> [EXERCISE DIRECTIONS]
Below are some records; return each one exactly.

> [TASK INPUTS]
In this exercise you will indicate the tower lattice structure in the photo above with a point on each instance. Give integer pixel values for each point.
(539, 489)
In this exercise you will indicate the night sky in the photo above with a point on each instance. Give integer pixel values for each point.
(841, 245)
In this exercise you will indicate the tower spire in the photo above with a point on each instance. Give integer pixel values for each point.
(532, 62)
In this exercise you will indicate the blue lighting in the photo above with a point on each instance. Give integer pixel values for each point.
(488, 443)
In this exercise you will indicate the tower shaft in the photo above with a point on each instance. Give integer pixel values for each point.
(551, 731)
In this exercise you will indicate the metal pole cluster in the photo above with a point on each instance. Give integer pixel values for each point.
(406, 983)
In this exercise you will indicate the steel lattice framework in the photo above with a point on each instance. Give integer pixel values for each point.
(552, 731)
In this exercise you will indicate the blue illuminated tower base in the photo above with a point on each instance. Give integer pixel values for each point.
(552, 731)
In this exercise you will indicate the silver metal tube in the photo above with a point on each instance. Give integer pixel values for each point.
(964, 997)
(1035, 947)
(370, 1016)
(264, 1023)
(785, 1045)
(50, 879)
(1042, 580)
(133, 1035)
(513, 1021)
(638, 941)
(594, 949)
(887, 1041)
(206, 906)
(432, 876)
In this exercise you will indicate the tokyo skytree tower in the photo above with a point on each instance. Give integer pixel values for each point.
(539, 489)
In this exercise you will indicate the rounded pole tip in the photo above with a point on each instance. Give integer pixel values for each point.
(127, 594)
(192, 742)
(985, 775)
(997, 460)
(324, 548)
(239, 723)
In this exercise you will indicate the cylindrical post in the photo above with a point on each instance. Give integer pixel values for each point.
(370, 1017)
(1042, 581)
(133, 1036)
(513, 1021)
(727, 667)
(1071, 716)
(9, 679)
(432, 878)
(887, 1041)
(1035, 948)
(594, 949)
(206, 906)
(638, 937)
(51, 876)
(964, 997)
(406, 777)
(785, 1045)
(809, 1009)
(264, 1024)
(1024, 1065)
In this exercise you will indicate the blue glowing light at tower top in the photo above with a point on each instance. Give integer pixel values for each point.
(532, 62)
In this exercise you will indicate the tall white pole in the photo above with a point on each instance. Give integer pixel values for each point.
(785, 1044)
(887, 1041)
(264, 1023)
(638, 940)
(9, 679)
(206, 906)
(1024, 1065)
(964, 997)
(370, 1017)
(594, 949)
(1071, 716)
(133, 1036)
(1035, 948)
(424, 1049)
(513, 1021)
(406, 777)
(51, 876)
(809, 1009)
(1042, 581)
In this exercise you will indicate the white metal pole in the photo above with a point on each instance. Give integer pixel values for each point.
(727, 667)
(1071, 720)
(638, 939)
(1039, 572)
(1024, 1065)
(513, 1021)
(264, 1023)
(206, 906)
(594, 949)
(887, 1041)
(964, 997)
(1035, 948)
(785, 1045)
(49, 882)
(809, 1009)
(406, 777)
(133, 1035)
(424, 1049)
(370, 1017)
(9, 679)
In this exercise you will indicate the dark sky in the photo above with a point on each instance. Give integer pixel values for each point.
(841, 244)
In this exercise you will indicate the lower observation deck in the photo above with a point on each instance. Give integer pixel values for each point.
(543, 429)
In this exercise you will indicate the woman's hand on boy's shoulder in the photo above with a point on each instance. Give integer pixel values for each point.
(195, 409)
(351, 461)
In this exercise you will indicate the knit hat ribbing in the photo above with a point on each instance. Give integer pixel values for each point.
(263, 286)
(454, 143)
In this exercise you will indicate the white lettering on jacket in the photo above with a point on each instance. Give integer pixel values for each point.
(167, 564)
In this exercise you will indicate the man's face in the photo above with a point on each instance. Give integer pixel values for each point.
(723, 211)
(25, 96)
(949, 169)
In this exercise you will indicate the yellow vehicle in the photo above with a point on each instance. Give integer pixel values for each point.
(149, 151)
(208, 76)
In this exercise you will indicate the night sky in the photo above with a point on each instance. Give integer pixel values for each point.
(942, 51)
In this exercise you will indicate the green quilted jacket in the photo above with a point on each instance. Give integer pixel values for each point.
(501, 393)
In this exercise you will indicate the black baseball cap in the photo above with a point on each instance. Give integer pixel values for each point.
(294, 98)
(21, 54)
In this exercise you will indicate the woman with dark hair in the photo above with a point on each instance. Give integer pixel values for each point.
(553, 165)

> [FINISHED ANSWER]
In this exercise you will indicate the tower lattice structure in the photo above with a point on each instance. Give integer pixel values for each point.
(539, 489)
In this exercise you will indicate the night sky in the photo above with a point on each instance. Give integer pixel values for each point.
(841, 245)
In this exercise you will indicate the tower spire in the photo above with a point on each instance. Give integer pixel values for each point.
(532, 62)
In this exercise you will indicate the blue lighting in the photo above with a point on each instance. Give integer pixel values for each point.
(488, 443)
In this exercise you will indicate the tower shaft in the photo above with a point on each instance. Give integer pixel values for each point.
(551, 731)
In this exercise you will indicate the metal pole cluster in the photo above with a point on each instance. Give integer pixel values for each point.
(406, 983)
In this exercise you will indicate the steel lattice framework in the photo above with a point on each instance. Give integer pixel values for each point.
(552, 731)
In this exercise you will indicate the blue illuminated tower base in the photo above with a point on each instance. Give integer pixel values for each point.
(552, 731)
In this exercise you will indicate the silver metal tube in the photo above with a point on each instance. Give integer pixel values for each point.
(964, 997)
(1035, 947)
(370, 1016)
(264, 1023)
(785, 1045)
(50, 879)
(1042, 580)
(133, 1035)
(513, 1021)
(638, 941)
(594, 949)
(887, 1041)
(206, 906)
(432, 876)
In this exercise you will indicate the tokyo skytree tower in the photo above with a point on each instance. Give integer pixel values for each point.
(539, 489)
In this exercise you will indicate the rounded pole tip in the photo above with a point on each instance. Give integer pixel values for each point.
(127, 594)
(192, 742)
(985, 775)
(997, 460)
(324, 548)
(239, 723)
In this exercise you will indicate the cylindrical post in the photo above with a point on each instance. Give integer pixel values for each point.
(370, 1017)
(1042, 581)
(133, 1036)
(513, 1021)
(727, 667)
(1071, 716)
(9, 679)
(432, 878)
(887, 1041)
(1035, 948)
(594, 949)
(206, 906)
(638, 937)
(51, 876)
(964, 997)
(406, 777)
(785, 1045)
(809, 1009)
(264, 1024)
(1024, 1065)
In this exercise you will indicate the blue glowing light at tower top in the photo above with a point on each instance. Give integer pixel values for each point.
(532, 62)
In this exercise you will indicate the tall white pole in the photo above with a point on each instance. Give integer pixel values for each point.
(785, 1044)
(887, 1041)
(264, 1023)
(638, 940)
(9, 679)
(206, 906)
(1024, 1065)
(964, 997)
(370, 1017)
(594, 949)
(1071, 716)
(133, 1036)
(1035, 948)
(424, 1049)
(513, 1021)
(406, 777)
(51, 876)
(809, 1009)
(1042, 581)
In this exercise you will indicate the white metal pole in the photo above with a point on each instance. Give integer pixel values for each point.
(727, 667)
(1071, 720)
(638, 939)
(1039, 572)
(1024, 1065)
(513, 1021)
(264, 1023)
(206, 906)
(594, 949)
(887, 1041)
(964, 997)
(1035, 948)
(785, 1045)
(49, 882)
(809, 1009)
(406, 777)
(133, 1035)
(424, 1049)
(370, 1017)
(9, 679)
In this exercise you will indicate the dark sky in the photo above with a point on each instance. Give integer pixel values for each point.
(841, 244)
In this exercise you will indicate the lower observation deck in the photo above with a point on each instance. Give integer pixel values for each point.
(543, 429)
In this exercise you will indicate the woman's hand on boy's shoulder in the photo above with a point on each instance. Give integer pixel values for each point.
(195, 409)
(351, 461)
In this exercise you will indicate the knit hat ribbing in the photo above with a point on each instance. Give integer pixel values for each point.
(263, 286)
(454, 143)
In this exercise you will indicate the white lettering on jacket in the photo above with a point on each instance. Give integer pixel values for each point.
(167, 564)
In this exercise you will indicate the man's face in the photo above with a point on each instance. Give integer pixel values for each point.
(723, 211)
(25, 96)
(949, 169)
In this exercise you will indicate the yellow vehicle in the photo above with a point on each instance. Give integer pixel values for each point.
(149, 151)
(208, 76)
In this exercise you will indicate the night sky in the photo above with a point on each instance. Give integer pixel values for each point.
(942, 51)
In this exercise you will indicate the green quilted jacket in the photo above with a point on each instance. Give integer pixel values for each point.
(501, 393)
In this exercise you will indicate the black baseball cap in the photo above with a point on each instance. Give integer pixel values for each point.
(294, 98)
(21, 54)
In this exercise you will indicate the woman with dark hair in the photo above with a point on each instance. Give integer pixel values for each point.
(553, 165)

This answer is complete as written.